CONSEGNA ::
Rinomina "floral print top" in "patterned shirt" nella parte che si apre con la riga contenente "# segment the floral print top" e si chiude con quella contenente "606], [408, 544]]", estremi inclusi. Riporta soltanto queste righe, con tutto il resto invariato e senza le immagini.

[Record dei contorni]

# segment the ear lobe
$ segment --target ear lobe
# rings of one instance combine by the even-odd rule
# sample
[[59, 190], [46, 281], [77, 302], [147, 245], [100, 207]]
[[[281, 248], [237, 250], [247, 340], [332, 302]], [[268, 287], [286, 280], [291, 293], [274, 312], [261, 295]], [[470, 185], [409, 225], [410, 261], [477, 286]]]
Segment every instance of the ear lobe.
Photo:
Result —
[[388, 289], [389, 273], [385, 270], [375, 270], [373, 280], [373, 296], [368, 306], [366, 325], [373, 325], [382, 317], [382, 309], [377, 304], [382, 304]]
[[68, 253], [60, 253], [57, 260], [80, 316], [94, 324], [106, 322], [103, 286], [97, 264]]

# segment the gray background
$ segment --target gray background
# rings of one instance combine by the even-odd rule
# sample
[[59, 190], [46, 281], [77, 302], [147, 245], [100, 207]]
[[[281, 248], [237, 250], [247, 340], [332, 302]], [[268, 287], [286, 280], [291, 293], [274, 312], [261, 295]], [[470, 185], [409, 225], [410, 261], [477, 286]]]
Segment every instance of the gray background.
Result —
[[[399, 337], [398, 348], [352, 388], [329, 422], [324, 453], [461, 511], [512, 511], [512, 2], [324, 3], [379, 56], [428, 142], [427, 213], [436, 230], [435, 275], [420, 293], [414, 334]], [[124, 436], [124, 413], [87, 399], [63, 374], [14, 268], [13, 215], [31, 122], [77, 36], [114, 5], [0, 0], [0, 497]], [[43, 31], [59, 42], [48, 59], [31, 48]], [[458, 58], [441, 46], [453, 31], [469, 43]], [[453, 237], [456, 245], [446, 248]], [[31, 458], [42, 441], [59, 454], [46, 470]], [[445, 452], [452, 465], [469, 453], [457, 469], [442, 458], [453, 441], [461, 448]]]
* * *
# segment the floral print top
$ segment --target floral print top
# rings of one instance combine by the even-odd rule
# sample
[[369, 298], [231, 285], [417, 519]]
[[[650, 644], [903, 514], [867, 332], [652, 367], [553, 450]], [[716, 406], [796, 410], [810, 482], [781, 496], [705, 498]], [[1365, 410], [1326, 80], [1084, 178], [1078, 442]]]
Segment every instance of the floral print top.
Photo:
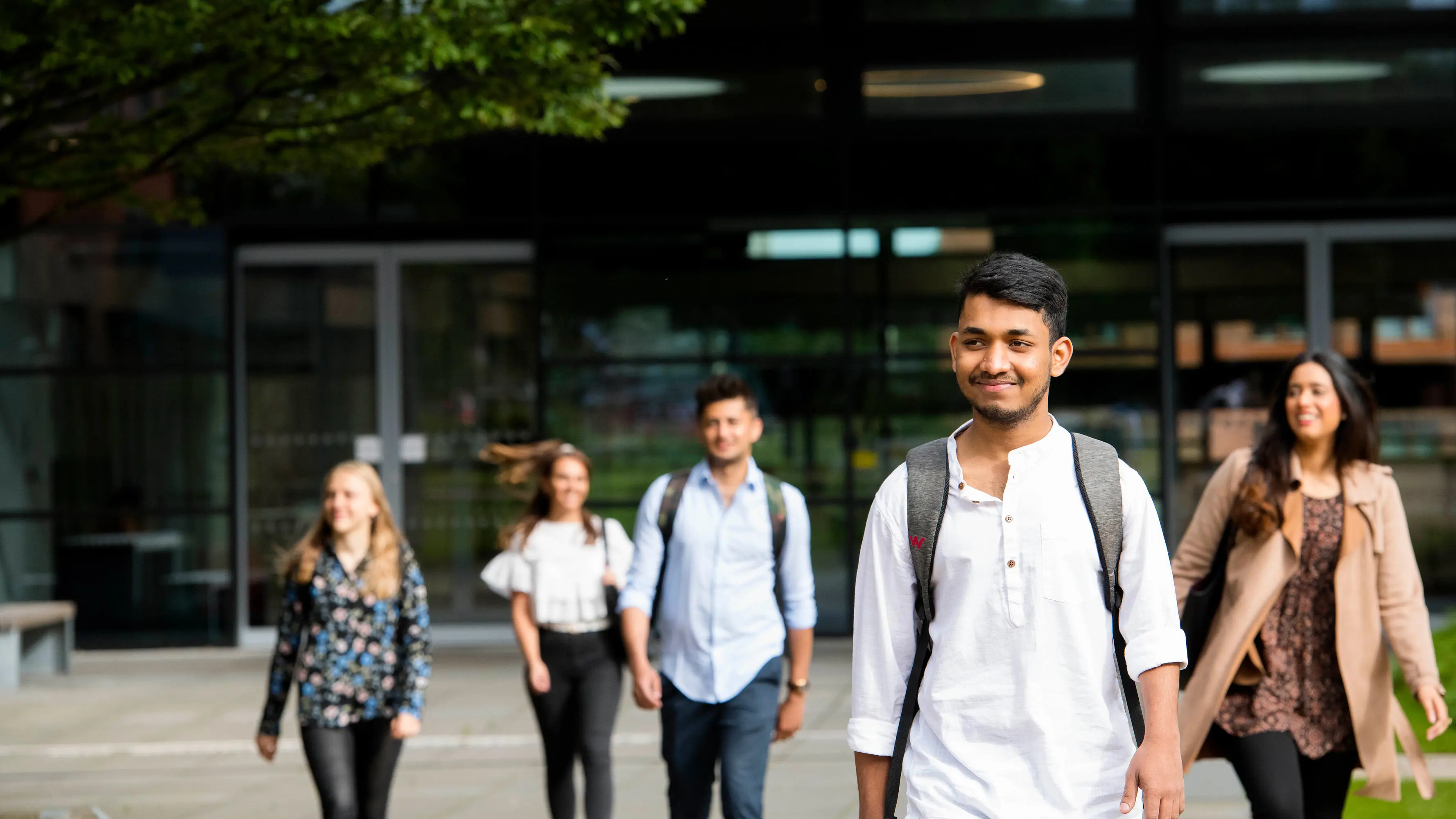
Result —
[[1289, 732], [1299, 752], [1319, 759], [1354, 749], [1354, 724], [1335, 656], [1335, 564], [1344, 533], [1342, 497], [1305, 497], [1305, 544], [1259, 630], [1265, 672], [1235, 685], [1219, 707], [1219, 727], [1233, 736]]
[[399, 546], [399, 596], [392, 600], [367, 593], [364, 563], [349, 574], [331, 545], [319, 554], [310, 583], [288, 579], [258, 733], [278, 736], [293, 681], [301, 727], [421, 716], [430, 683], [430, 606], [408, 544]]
...
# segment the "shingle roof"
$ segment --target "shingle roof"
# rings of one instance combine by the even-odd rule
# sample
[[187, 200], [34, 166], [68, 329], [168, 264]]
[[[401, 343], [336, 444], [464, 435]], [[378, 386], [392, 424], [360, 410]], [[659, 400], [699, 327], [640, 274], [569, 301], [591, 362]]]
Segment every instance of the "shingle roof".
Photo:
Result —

RISPOSTA ::
# segment the patterned shirt
$ segment --target patterned shirt
# rings of one instance combine by the even-odd rule
# sample
[[369, 298], [231, 285], [417, 519]]
[[[650, 644], [903, 514], [867, 332], [652, 367], [553, 450]], [[716, 406], [796, 410], [810, 482], [781, 496], [705, 498]], [[1365, 410], [1326, 80], [1084, 178], [1078, 442]]]
Segment every instance of the patterned shirt.
Photo:
Result —
[[1289, 732], [1299, 752], [1319, 759], [1354, 749], [1354, 724], [1335, 656], [1335, 564], [1344, 533], [1342, 497], [1305, 497], [1305, 544], [1259, 630], [1265, 672], [1235, 685], [1219, 707], [1219, 727], [1233, 736]]
[[399, 546], [399, 596], [392, 600], [367, 593], [364, 563], [349, 574], [331, 545], [319, 554], [310, 583], [288, 579], [258, 733], [278, 736], [293, 681], [301, 727], [421, 716], [430, 683], [430, 606], [408, 544]]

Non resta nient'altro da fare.